(Point-per-instance localization data)
------------------------------------------------
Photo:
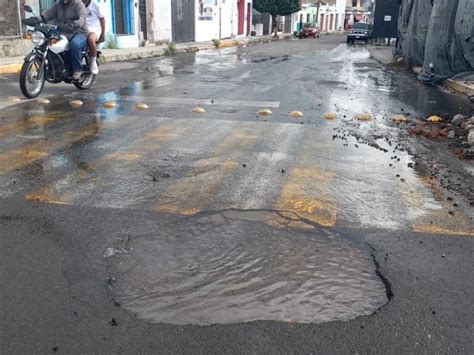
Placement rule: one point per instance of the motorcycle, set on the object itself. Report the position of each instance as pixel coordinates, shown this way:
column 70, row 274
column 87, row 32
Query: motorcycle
column 49, row 60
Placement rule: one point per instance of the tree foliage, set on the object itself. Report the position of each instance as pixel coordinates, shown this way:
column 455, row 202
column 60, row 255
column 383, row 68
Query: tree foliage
column 277, row 7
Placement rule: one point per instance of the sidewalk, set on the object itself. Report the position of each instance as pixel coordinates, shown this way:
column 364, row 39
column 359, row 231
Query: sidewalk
column 12, row 65
column 384, row 55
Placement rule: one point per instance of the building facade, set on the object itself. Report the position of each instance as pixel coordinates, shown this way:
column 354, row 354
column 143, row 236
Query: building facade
column 131, row 23
column 358, row 11
column 329, row 15
column 201, row 20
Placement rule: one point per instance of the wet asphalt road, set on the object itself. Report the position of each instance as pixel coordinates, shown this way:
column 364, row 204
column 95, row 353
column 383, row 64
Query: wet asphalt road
column 169, row 231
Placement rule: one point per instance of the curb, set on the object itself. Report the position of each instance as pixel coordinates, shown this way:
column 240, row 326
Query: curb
column 460, row 86
column 158, row 52
column 10, row 68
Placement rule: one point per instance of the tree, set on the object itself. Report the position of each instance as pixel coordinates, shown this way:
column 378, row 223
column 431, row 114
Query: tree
column 277, row 8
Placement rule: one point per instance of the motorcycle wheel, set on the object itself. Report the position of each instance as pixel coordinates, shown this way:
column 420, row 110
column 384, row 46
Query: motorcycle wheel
column 85, row 84
column 31, row 84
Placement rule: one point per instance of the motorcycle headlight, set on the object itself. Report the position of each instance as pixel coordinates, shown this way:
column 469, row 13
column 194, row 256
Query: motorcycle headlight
column 38, row 38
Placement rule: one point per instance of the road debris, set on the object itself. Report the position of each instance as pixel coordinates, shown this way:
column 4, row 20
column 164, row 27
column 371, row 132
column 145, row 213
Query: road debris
column 330, row 116
column 296, row 114
column 399, row 119
column 364, row 117
column 265, row 112
column 198, row 110
column 142, row 106
column 110, row 105
column 42, row 101
column 76, row 103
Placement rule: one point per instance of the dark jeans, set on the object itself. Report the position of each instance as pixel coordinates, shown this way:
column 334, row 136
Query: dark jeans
column 76, row 45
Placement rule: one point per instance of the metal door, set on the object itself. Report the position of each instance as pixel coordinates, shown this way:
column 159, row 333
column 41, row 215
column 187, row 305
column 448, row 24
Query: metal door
column 288, row 27
column 46, row 4
column 183, row 20
column 142, row 12
column 386, row 19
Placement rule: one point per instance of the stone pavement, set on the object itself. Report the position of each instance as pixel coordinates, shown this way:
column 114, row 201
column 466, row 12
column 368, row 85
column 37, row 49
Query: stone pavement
column 12, row 65
column 384, row 55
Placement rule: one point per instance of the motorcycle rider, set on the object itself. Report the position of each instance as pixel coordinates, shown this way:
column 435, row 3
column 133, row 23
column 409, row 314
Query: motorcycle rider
column 96, row 27
column 71, row 17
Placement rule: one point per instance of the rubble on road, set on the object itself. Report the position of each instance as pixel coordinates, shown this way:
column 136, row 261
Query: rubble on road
column 459, row 131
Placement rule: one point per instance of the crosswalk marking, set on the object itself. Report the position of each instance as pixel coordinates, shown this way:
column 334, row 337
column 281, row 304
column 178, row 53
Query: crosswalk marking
column 205, row 102
column 192, row 194
column 306, row 194
column 429, row 210
column 308, row 189
column 28, row 123
column 23, row 156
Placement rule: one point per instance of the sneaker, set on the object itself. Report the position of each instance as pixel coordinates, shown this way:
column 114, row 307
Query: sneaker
column 77, row 75
column 94, row 68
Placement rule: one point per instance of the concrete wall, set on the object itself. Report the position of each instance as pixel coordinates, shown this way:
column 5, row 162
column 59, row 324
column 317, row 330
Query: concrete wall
column 224, row 22
column 9, row 25
column 161, row 21
column 336, row 8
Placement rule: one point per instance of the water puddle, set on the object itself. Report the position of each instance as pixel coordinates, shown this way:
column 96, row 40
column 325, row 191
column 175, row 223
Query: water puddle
column 230, row 268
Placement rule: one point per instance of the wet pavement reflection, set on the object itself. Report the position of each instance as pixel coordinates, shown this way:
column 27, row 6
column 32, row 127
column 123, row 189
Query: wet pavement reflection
column 310, row 172
column 228, row 268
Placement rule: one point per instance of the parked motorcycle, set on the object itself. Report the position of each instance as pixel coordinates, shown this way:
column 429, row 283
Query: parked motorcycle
column 49, row 60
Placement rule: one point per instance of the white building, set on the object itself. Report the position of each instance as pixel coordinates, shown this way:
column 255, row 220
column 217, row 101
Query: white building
column 200, row 20
column 329, row 15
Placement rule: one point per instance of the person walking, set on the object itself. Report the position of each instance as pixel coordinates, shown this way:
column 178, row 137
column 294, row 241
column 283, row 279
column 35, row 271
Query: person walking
column 96, row 27
column 71, row 18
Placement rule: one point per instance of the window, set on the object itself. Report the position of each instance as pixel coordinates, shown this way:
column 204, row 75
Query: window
column 46, row 4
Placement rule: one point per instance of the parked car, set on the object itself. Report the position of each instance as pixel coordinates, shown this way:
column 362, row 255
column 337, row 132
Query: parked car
column 309, row 30
column 361, row 31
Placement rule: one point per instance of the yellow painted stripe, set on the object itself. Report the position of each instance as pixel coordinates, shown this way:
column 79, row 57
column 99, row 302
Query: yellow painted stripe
column 20, row 157
column 37, row 121
column 86, row 181
column 192, row 194
column 428, row 208
column 306, row 194
column 10, row 68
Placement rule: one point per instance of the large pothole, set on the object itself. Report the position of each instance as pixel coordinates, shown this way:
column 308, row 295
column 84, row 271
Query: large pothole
column 222, row 269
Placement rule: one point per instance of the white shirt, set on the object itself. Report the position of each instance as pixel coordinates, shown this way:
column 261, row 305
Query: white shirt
column 93, row 16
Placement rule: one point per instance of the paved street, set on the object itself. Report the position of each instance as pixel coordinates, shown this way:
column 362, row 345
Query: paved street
column 169, row 231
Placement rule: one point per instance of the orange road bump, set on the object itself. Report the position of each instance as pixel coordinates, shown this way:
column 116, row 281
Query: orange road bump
column 364, row 117
column 429, row 211
column 142, row 106
column 265, row 112
column 296, row 114
column 434, row 119
column 18, row 158
column 123, row 156
column 399, row 119
column 76, row 103
column 29, row 123
column 191, row 195
column 48, row 195
column 306, row 194
column 198, row 110
column 329, row 116
column 43, row 101
column 110, row 105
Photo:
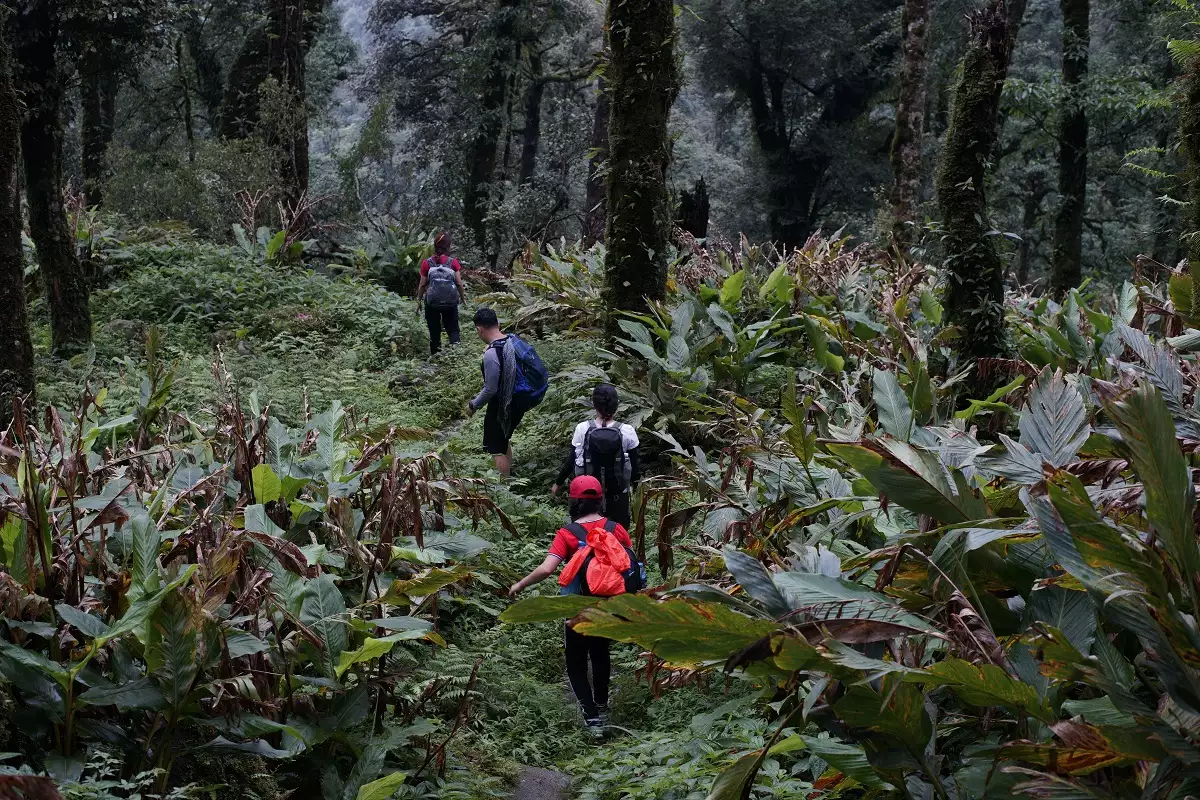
------------------------------------------------
§ Exercise description
Out of the data above, set down the lines from the one with "column 159, row 333" to the one with "column 37, row 49", both included, exactly as written and with no additions.

§ Solution
column 159, row 333
column 41, row 215
column 187, row 305
column 448, row 24
Query: metal door
column 288, row 27
column 46, row 4
column 183, row 20
column 142, row 12
column 386, row 19
Placement rule: one point per instance of the stone pavement, set on the object itself. Report the position of each instance as pixel coordinates, shown this way:
column 114, row 201
column 466, row 12
column 368, row 85
column 37, row 49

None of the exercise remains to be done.